# Stated problem
Rewrite the stretch of the listing from the line containing "wall for disaster-response mapping." through the line containing "[0,0,13,393]", including the request line. Multiply every bounding-box coordinate in the answers by 2.5 and round to whole numbers, with halves rounding up. Return only those lines.

— begin —

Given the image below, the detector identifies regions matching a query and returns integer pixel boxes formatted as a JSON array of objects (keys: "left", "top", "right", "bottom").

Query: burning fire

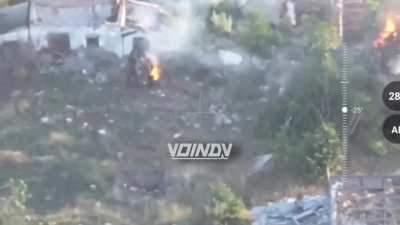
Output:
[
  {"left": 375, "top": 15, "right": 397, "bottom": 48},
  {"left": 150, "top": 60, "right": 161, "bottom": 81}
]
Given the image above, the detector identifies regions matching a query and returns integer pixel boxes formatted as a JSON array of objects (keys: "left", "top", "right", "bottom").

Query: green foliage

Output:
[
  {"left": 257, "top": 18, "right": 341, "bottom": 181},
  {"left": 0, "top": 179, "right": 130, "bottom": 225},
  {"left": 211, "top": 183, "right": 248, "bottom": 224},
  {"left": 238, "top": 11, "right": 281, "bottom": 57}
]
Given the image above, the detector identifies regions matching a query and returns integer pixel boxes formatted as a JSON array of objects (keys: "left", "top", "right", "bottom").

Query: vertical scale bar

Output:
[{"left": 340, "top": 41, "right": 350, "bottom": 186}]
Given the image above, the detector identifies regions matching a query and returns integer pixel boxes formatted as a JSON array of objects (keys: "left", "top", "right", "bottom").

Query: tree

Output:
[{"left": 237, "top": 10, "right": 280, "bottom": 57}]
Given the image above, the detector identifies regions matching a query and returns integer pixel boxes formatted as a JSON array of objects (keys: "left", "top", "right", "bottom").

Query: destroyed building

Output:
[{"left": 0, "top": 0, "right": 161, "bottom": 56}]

— end —
— begin —

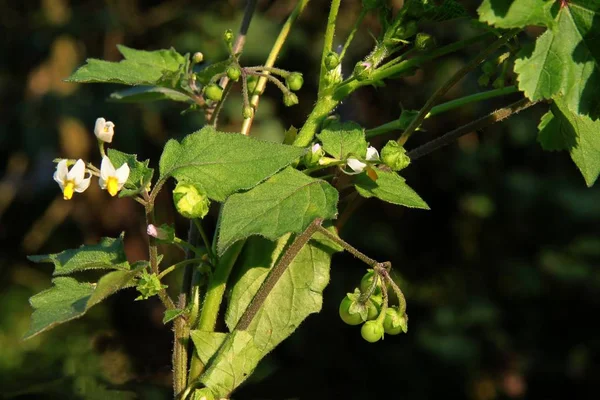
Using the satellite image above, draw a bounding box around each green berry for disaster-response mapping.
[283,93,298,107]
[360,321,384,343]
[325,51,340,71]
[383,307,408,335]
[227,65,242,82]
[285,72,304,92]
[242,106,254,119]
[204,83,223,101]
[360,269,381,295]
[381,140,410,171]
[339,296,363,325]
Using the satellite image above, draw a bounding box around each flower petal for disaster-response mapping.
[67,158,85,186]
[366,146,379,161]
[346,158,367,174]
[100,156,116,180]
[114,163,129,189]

— end —
— begin —

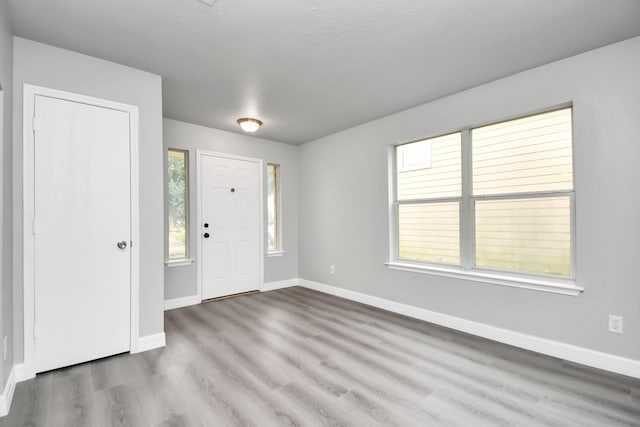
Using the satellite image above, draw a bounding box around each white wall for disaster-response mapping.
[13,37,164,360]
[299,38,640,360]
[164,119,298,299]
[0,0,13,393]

— end —

# Solved exercise
Using the satellite image above, draw a bounding box around each white wall for disaster-response mapping.
[33,93,410,900]
[748,95,1600,900]
[410,298,745,748]
[0,0,33,983]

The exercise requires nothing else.